The exercise —
Switch every "placing one point per instance" in the listing below to "marking each instance with a single point", and write out the listing again with everything else unchanged. Leave the pictures out.

━━ Provided records ━━

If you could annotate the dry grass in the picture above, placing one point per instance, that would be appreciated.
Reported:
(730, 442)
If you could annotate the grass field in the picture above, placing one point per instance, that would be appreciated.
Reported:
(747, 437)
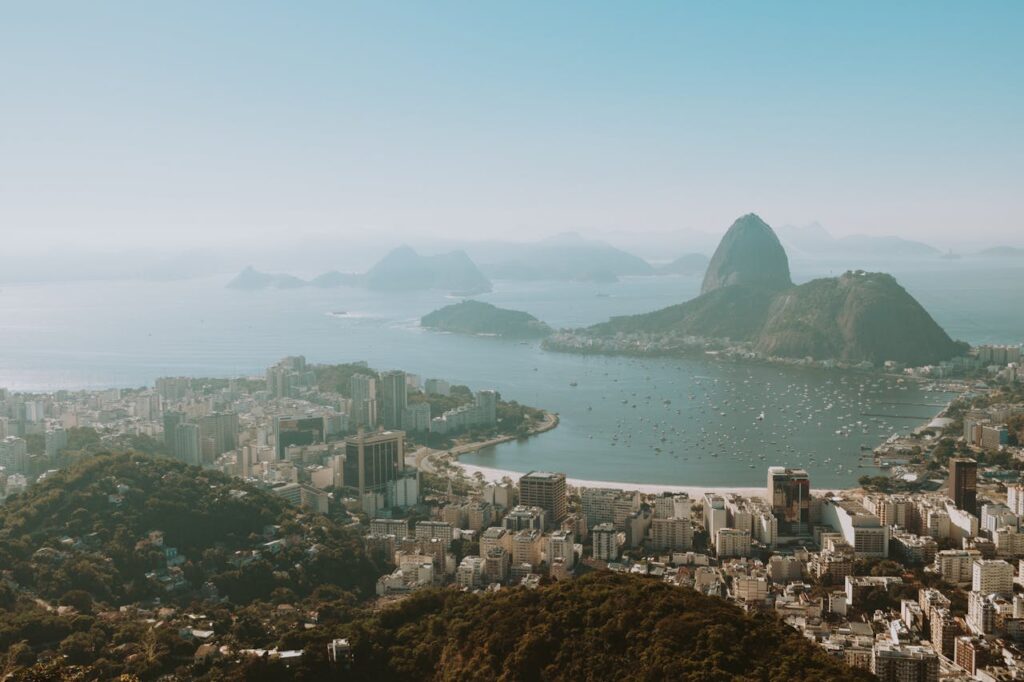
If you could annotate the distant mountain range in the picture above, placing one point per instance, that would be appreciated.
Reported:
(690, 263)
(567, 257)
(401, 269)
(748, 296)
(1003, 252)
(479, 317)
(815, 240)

━━━

Solution to this problem —
If you could annotate the dry grass in the picture above, marking each instance with a single point, that would be appreciated.
Reported:
(730, 442)
If you could annotate the grass field in the picture above, marking each instance with a single point, that would be appreciated.
Reported:
(747, 437)
If you could annotate the distant mountain range in the picture above, marking each instance with a single point, that would be appreciated.
Reported:
(690, 263)
(567, 257)
(401, 269)
(748, 296)
(1003, 252)
(479, 317)
(815, 240)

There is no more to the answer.